Listed records:
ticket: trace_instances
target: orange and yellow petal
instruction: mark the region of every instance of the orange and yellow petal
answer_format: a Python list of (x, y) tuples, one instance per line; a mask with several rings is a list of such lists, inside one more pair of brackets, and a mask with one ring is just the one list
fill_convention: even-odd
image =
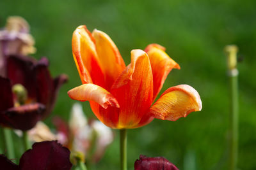
[(167, 89), (150, 109), (156, 118), (175, 121), (192, 111), (202, 110), (198, 92), (188, 85), (179, 85)]
[(104, 73), (106, 89), (110, 89), (115, 80), (125, 68), (125, 64), (118, 49), (108, 34), (95, 29), (92, 36), (95, 40), (99, 60)]
[(119, 108), (116, 99), (102, 87), (86, 83), (76, 87), (68, 92), (69, 97), (80, 101), (94, 101), (102, 108), (107, 108), (109, 106)]
[(74, 59), (83, 83), (104, 86), (104, 76), (99, 62), (93, 38), (85, 25), (73, 33), (72, 46)]
[[(111, 92), (120, 104), (118, 129), (135, 128), (148, 122), (145, 118), (152, 102), (153, 76), (148, 56), (143, 50), (131, 52), (131, 63), (121, 73)], [(141, 122), (142, 118), (145, 122)]]
[(154, 81), (153, 99), (155, 99), (170, 71), (173, 68), (180, 69), (180, 66), (164, 52), (165, 48), (159, 45), (149, 45), (145, 50), (150, 60)]

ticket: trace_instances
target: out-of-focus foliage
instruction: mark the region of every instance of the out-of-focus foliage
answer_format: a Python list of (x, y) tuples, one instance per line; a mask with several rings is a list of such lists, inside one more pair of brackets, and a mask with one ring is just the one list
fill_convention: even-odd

Given exercise: Copy out every item above word for word, leaving out the pictures.

Response to the task:
ticket: trace_instances
target: orange and yellow petal
instruction: mark the region of every instance of the orange and yellow petal
answer_format: a Python list of (x, y) tuples, one instance per line; a mask with several rings is a list of such lists, inside one more pair of brackets, and a mask with one ring is just the one list
fill_convention: even-odd
image =
[(167, 89), (150, 109), (156, 118), (175, 121), (192, 111), (202, 110), (198, 92), (188, 85), (179, 85)]
[(104, 73), (106, 89), (110, 89), (115, 80), (125, 68), (125, 64), (118, 49), (108, 34), (95, 29), (92, 36), (95, 40), (99, 60)]
[(119, 108), (116, 99), (102, 87), (86, 83), (76, 87), (68, 92), (69, 97), (80, 101), (94, 101), (102, 108), (107, 108), (109, 106)]
[(74, 59), (83, 83), (104, 86), (104, 76), (99, 62), (93, 38), (85, 25), (73, 33), (72, 46)]
[[(111, 92), (120, 104), (118, 129), (135, 128), (148, 122), (145, 118), (152, 102), (153, 76), (148, 56), (143, 50), (131, 52), (131, 63), (121, 73)], [(141, 122), (142, 118), (145, 122)]]
[(154, 81), (153, 99), (155, 99), (170, 71), (173, 68), (180, 69), (180, 66), (164, 52), (165, 48), (159, 45), (149, 45), (145, 50), (150, 60)]

ticket: trace_instances
target: out-of-focus foliage
instruction: mark the region of every instance of the out-of-focus foliage
answer_format: a Python list of (x, y) tuples, one instance per line; a mask with several rings is a list of such lists, inside one more pair of brackets, and a mask with one ring is just the one list
fill_convention: even-odd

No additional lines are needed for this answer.